Records drawn from a dataset:
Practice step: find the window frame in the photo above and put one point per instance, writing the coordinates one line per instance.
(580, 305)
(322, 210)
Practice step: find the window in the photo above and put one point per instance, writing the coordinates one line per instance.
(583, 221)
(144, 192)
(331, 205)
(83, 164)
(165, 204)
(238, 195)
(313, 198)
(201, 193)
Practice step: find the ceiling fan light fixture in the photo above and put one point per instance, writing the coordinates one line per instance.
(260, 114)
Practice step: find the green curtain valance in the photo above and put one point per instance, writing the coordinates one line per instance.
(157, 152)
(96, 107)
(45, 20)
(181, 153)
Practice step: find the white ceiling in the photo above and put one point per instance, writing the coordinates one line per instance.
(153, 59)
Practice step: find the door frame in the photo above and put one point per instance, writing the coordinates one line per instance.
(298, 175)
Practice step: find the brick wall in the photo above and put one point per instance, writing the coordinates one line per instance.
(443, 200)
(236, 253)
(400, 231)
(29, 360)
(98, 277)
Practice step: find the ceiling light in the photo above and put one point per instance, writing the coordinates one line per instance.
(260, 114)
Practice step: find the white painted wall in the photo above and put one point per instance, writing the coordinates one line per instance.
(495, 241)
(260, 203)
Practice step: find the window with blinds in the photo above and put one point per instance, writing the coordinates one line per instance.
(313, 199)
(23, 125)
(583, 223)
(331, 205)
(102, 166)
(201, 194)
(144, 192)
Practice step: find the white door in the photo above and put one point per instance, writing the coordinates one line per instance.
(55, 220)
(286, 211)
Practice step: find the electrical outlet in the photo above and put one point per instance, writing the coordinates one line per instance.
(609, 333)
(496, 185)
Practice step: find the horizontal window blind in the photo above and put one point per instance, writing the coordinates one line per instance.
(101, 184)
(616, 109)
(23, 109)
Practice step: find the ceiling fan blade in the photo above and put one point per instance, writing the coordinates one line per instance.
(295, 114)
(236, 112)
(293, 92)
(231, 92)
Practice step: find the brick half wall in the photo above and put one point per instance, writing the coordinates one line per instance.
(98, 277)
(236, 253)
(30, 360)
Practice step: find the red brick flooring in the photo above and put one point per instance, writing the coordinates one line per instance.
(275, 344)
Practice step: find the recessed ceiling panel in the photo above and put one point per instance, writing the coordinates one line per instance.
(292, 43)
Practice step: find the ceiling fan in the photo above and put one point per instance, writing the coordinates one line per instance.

...

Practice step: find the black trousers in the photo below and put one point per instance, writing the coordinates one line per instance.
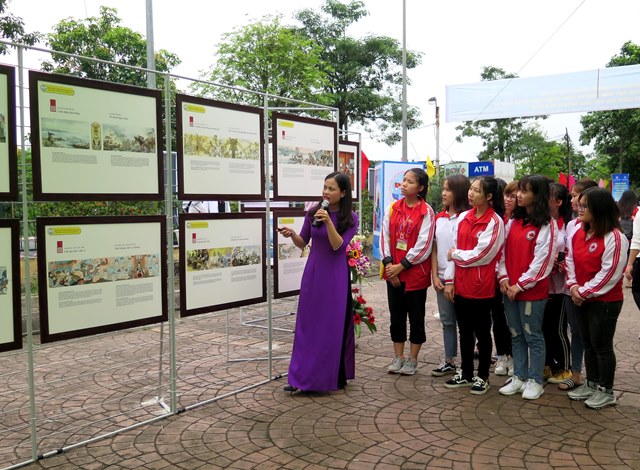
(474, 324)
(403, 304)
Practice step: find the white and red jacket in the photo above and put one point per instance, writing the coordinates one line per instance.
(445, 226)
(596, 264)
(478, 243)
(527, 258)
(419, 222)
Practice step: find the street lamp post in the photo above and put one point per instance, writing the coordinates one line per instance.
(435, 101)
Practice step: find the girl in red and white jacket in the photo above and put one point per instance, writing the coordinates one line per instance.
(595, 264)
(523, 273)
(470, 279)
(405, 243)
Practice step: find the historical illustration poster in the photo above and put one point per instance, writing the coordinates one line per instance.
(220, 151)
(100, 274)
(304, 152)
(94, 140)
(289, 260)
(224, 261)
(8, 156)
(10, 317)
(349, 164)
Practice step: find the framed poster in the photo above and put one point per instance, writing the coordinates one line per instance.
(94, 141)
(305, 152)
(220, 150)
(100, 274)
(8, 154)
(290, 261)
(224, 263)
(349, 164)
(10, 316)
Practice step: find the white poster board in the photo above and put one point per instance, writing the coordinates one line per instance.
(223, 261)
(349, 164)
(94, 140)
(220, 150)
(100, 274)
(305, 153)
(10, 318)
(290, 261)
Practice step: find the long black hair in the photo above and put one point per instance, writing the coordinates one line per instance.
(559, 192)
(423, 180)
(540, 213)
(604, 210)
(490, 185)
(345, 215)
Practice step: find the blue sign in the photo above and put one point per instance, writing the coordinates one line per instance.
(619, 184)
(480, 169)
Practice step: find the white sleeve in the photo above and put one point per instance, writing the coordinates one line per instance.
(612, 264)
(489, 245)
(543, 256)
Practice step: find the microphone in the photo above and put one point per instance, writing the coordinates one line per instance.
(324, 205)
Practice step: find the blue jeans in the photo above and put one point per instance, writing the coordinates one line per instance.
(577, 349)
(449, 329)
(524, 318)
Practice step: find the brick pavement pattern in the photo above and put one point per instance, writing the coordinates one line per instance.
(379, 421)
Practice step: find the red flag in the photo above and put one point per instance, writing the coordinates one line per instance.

Work required: Beginning at the line with "Practice step: find the white door" and ending at the line with "Practice step: find the ceiling fan in", reproduce each line of the data above exactly, and add no other lines.

Your solution:
Practice step: find the white door in the photo above and put one point per instance, writing the coordinates one line per instance.
(55, 220)
(286, 211)
Practice step: find the electrical outlet in the photo above and put one point per instance, writing the coordinates one line per instance.
(609, 333)
(496, 185)
Practice step: find the horizontal window blind in the photo above and put one point per instance, writing the coordinates one line per instance.
(101, 184)
(616, 109)
(23, 109)
Practice step: find the ceiling fan blade in the photo above and put one point per instance, writing the coordinates one line per instance.
(295, 114)
(236, 112)
(293, 92)
(231, 92)
Practice step: find the brick half wall in the photo above and put one point per instance, writing the coordinates one line per instance.
(98, 277)
(236, 253)
(30, 360)
Practice step: find the red brick flooring in the photo above and put one point per instance, writing the coordinates one line per instance.
(275, 344)
Practice step: find the recessed ceiling panel in the photo above and put one point per instance, writing the coordinates one line per instance.
(292, 43)
Practice step: find the ceiling fan in the photo above and put one point per instance, writing the coordinates one line per instance.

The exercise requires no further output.